REQUEST 1.
List every line of the records that contains the word "window", matching its case exactly.

TEXT SHOWN.
[First published on skepolitical.com on 7/16/12]

Last month President Obama’s Department of Homeland Security issued a memorandum regarding the enforcement of immigration laws. Immigration is one of those policies, like prison reform or even foreign policy, that has very little direct effect on me until I reflect on the fact that, to the extent that I consider myself to be a citizen of a sovereign nation, I am responsible for this nation’s policies. A major part of my ethical awakening in the past decade is to take this civic responsibility more seriously even though, as a relatively privileged white male, it is so much easier to ignore it on a day to day basis. Indeed, the fact that it took me a whole month to bother writing this article is a result of my natural inclination remain apathetic. Along with fighting for skepticism in education and civic discourse, fighting against apathy is one of the two driving forces in my current worldview. I consider fighting apathy to be an ethical stance, while the skeptical activism is more of a strategic stance. Of course, undergirding these stances is a fundamental belief in democracy and the American model in the first place. After all, if the nation in which I reside is not democratic and sovereign, then my ethical and strategic stances need to be quite different. I’ve heard some interesting arguments along these lines on Occupy Radio (iTunes link), including discussions with the anarcho-primitivist John Zerzan. I’m not ready to jump ship and join the anarchists, but the principled alternative is certainly not apathy. One thing the anarchists and statists (such as myself) should agree on is that solidarity is essential to social justice.

Though belated, I thought this post would be worthwhile because, as far as I can tell, I have a unique perspective on Obama’s executive order, stemming from my own particular brand of naïveté.

After listening to and reading several days worth of media coverage of the new immigration policy last month, I was truly shocked when I sat down and actually read the document. The facts that were implied and left unchallenged in the articles I had read and NPR discussions I listened to were simply not borne out in the text of the order.

From the media coverage, I got the impression that Obama had granted a temporary reprieve from deportation to a certain class of undocumented immigrants. All sides seemed in agreement on that point, and the various arguments and discussions hinged on this agreement. My impetus for reading the original document was that I wanted to write a post about how Obama’s decision related to my recent post about overcriminalization and, specifically, the problematic practice of prosecutorial discretion. I also wanted to point out that Obama makes a mockery of our system of government by arguing that he could not wait any longer for congress to act, for it should also be congress’s prerogative not to act or even to fail to act. An executive branch that respects the actions of congress only when it sees fit is not behaving as part of a balanced system but rather claiming the dominant position in a totalitarian system. These arguments seemed compelling to me, so I figured I should read the primary document to hone my argument for my post.

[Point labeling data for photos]
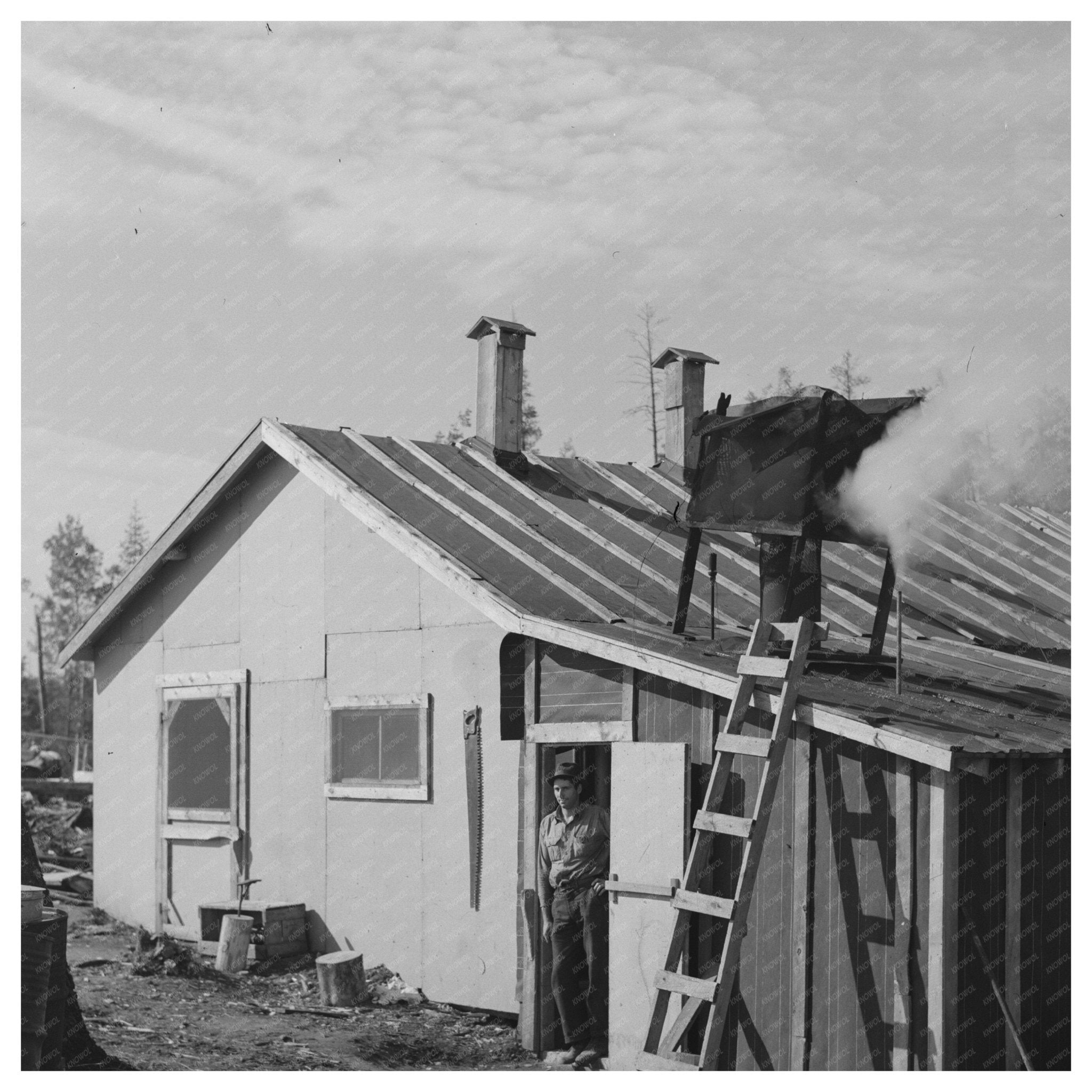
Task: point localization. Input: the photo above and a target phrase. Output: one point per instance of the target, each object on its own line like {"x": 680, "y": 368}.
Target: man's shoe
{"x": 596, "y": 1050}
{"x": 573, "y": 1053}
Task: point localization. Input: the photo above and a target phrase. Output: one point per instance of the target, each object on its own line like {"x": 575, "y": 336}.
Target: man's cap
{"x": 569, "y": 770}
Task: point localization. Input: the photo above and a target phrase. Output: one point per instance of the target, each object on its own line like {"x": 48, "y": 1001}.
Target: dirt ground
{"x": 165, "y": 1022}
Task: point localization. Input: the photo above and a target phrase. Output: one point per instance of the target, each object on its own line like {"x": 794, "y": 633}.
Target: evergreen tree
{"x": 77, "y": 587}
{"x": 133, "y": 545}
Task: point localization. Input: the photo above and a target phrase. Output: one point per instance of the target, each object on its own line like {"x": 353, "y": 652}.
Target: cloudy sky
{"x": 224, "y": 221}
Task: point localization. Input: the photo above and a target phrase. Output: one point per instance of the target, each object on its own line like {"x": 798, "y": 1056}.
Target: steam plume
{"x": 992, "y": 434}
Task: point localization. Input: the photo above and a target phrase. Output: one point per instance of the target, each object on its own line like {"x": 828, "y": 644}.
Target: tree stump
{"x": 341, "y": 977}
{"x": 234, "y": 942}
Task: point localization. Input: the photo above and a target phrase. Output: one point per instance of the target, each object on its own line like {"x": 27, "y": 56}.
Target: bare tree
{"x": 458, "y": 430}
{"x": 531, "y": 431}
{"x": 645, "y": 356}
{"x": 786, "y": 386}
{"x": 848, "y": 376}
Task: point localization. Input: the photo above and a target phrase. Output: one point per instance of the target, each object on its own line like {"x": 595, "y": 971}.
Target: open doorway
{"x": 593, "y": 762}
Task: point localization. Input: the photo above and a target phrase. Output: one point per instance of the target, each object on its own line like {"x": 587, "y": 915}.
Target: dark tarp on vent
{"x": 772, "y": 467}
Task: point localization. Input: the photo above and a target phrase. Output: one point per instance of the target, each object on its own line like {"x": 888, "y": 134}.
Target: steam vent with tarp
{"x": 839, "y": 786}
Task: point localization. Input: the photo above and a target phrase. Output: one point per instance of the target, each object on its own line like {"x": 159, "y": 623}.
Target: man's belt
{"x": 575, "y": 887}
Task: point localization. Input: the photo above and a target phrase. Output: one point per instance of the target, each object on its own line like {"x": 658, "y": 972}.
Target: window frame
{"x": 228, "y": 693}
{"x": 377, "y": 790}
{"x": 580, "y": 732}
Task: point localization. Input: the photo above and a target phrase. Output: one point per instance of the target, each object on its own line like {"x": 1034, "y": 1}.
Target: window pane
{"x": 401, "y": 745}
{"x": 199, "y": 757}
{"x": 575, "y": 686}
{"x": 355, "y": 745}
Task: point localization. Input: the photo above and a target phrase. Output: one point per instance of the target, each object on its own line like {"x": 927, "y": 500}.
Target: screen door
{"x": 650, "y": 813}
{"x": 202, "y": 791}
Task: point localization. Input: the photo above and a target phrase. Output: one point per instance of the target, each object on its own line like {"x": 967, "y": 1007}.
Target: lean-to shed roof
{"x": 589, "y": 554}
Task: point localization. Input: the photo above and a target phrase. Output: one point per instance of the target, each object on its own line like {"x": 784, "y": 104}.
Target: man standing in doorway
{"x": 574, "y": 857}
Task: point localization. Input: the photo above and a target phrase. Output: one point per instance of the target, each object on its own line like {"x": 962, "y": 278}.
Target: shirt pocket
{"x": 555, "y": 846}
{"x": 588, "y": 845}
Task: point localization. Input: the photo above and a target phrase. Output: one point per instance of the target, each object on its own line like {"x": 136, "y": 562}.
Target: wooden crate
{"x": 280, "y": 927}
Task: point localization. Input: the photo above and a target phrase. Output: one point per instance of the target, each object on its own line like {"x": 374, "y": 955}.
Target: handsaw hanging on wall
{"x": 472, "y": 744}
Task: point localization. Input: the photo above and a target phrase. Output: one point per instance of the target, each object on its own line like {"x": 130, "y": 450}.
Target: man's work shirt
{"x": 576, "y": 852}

---

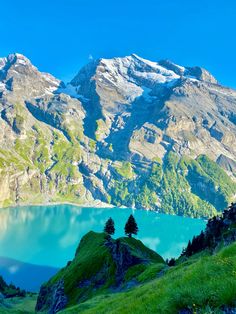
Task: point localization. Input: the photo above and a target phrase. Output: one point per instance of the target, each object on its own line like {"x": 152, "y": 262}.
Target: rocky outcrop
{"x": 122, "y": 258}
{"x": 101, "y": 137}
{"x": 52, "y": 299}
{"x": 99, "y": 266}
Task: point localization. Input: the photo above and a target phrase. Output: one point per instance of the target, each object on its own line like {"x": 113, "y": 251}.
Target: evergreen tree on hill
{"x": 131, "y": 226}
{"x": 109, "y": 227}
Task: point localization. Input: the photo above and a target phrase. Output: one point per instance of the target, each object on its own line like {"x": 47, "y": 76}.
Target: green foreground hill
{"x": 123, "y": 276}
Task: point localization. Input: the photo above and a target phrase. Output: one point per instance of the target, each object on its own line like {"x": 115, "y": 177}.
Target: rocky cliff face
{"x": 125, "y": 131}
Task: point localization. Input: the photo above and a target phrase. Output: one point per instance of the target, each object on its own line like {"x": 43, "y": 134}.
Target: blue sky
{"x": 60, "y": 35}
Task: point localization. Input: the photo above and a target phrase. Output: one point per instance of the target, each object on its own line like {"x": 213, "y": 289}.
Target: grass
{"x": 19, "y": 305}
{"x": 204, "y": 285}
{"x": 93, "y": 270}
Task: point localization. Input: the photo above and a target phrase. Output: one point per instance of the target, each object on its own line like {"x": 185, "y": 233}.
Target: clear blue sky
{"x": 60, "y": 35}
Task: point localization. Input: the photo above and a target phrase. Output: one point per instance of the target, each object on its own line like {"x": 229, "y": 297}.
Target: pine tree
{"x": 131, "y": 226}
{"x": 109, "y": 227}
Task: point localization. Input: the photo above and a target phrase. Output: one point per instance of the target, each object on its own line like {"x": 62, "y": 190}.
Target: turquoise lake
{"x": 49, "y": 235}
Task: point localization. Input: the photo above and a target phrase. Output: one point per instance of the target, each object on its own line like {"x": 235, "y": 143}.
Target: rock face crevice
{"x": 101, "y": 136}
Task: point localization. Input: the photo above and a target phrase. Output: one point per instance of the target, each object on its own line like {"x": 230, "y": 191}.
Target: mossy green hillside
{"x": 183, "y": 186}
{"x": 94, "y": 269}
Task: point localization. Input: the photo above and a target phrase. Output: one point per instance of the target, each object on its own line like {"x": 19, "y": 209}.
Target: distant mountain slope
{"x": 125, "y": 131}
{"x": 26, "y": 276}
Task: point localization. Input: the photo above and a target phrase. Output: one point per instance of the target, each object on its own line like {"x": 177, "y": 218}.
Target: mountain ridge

REQUEST 2.
Reproduce the passage of the immigration post that begins at the words "After listening to" and stops after "of the order.", replacing "shocked" with "surprised".

OUTPUT 1.
Target: window frame
Target: window pane

OUTPUT 2.
After listening to and reading several days worth of media coverage of the new immigration policy last month, I was truly surprised when I sat down and actually read the document. The facts that were implied and left unchallenged in the articles I had read and NPR discussions I listened to were simply not borne out in the text of the order.